DIRECTIONS:
Output the data below exactly.

DATA SUPPLIED:
--- START ---

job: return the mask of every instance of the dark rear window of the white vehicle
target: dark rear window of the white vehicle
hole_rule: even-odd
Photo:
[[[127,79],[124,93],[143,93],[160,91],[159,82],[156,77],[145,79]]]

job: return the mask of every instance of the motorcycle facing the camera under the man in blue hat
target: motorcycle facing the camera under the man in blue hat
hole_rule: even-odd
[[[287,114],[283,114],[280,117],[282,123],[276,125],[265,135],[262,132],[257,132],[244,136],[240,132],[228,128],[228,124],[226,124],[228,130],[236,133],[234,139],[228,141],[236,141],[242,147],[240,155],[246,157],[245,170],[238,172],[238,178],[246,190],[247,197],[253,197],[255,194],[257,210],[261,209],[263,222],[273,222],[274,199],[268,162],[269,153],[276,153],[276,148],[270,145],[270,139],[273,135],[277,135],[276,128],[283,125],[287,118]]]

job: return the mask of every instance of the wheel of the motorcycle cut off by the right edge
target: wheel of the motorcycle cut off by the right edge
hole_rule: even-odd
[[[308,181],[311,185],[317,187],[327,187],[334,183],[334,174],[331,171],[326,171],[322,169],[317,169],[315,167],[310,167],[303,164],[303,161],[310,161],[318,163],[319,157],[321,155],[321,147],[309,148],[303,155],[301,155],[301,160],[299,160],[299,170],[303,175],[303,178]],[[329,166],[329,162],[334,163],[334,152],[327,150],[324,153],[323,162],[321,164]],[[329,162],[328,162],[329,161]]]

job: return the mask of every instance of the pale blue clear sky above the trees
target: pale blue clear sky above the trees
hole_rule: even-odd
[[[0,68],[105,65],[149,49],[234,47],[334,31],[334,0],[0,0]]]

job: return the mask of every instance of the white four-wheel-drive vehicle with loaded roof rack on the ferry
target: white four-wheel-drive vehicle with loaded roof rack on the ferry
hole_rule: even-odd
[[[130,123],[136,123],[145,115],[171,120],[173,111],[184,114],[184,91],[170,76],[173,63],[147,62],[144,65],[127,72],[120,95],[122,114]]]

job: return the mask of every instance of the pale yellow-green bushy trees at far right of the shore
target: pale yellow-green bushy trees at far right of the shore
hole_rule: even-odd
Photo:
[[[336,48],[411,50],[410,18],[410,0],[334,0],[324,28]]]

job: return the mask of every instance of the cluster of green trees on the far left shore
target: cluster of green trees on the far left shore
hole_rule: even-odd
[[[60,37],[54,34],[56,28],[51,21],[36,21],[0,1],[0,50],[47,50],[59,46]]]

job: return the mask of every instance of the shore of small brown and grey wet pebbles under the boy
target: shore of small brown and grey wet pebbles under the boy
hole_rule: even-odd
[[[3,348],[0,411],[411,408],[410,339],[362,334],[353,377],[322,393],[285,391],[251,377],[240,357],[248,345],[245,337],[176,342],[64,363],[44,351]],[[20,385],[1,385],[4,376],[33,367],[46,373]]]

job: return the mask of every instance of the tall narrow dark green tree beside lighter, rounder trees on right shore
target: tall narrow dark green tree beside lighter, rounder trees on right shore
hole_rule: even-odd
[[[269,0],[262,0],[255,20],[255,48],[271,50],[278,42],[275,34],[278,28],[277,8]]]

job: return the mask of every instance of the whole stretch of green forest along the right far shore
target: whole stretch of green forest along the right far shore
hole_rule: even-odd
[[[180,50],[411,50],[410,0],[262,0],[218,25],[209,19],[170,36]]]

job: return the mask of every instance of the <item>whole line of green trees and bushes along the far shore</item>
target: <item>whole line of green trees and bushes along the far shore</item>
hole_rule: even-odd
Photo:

--- END ---

TASK OUTPUT:
job: return the mask of every instance of the dark rear window of the white vehicle
target: dark rear window of the white vehicle
hole_rule: even-odd
Photo:
[[[127,79],[124,93],[143,93],[160,91],[159,82],[156,77],[145,79]]]

job: return the mask of every instance of the motorcycle facing the camera under the man in blue hat
target: motorcycle facing the camera under the man in blue hat
hole_rule: even-odd
[[[287,114],[283,114],[280,117],[282,123],[276,125],[265,135],[262,132],[257,132],[244,136],[240,132],[228,128],[228,124],[226,124],[228,130],[236,133],[234,139],[228,141],[236,141],[242,147],[240,155],[246,157],[245,170],[238,172],[238,178],[246,190],[247,197],[253,197],[255,194],[257,210],[261,209],[263,222],[273,222],[274,199],[268,162],[269,153],[276,153],[276,148],[270,145],[270,139],[273,135],[277,135],[276,128],[283,125],[287,118]]]

job: return the mask of every instance of the wheel of the motorcycle cut off by the right edge
target: wheel of the motorcycle cut off by the right edge
hole_rule: even-odd
[[[308,181],[311,185],[317,187],[327,187],[334,183],[334,174],[331,171],[326,171],[322,169],[317,169],[315,167],[310,167],[303,164],[303,161],[310,161],[318,163],[319,157],[321,155],[321,147],[309,148],[303,155],[301,155],[301,160],[299,160],[299,170],[303,175],[303,178]],[[329,166],[329,162],[334,163],[334,152],[327,150],[324,153],[323,162],[321,164]],[[329,162],[328,162],[329,161]]]

job: return the mask of every instance of the pale blue clear sky above the trees
target: pale blue clear sky above the trees
hole_rule: even-odd
[[[0,68],[105,65],[149,49],[234,47],[334,31],[334,0],[0,0]]]

job: return the mask of every instance of the white four-wheel-drive vehicle with loaded roof rack on the ferry
target: white four-wheel-drive vehicle with loaded roof rack on the ferry
hole_rule: even-odd
[[[130,123],[136,123],[145,115],[171,120],[173,111],[184,114],[184,91],[170,76],[173,63],[147,62],[144,65],[127,72],[120,95],[122,114]]]

job: return the mask of every instance of the pale yellow-green bushy trees at far right of the shore
target: pale yellow-green bushy trees at far right of the shore
hole_rule: even-odd
Photo:
[[[336,48],[411,50],[410,18],[410,0],[334,0],[324,28]]]

job: return the mask of every instance of the cluster of green trees on the far left shore
target: cluster of green trees on the far left shore
hole_rule: even-odd
[[[60,37],[54,34],[56,28],[51,21],[36,21],[0,1],[0,50],[47,50],[59,46]]]

job: return the mask of every instance of the shore of small brown and grey wet pebbles under the boy
target: shore of small brown and grey wet pebbles under the boy
hole_rule: even-odd
[[[3,348],[0,411],[411,408],[410,339],[362,334],[353,377],[322,393],[285,391],[251,377],[240,357],[248,345],[245,337],[176,342],[64,363],[44,351]],[[20,385],[1,385],[4,376],[33,367],[46,373]]]

job: return the mask of every instance of the tall narrow dark green tree beside lighter, rounder trees on right shore
target: tall narrow dark green tree beside lighter, rounder trees on right shore
hole_rule: even-odd
[[[269,0],[262,0],[255,20],[255,48],[271,50],[278,42],[275,34],[278,28],[277,8]]]

job: return the mask of every instance of the whole stretch of green forest along the right far shore
target: whole stretch of green forest along the right far shore
hole_rule: even-odd
[[[180,50],[411,50],[410,0],[262,0],[218,25],[209,19],[170,36]]]

job: return the mask of every instance of the <item>whole line of green trees and bushes along the far shore</item>
target: <item>whole line of green trees and bushes along the far shore</item>
hole_rule: even-odd
Photo:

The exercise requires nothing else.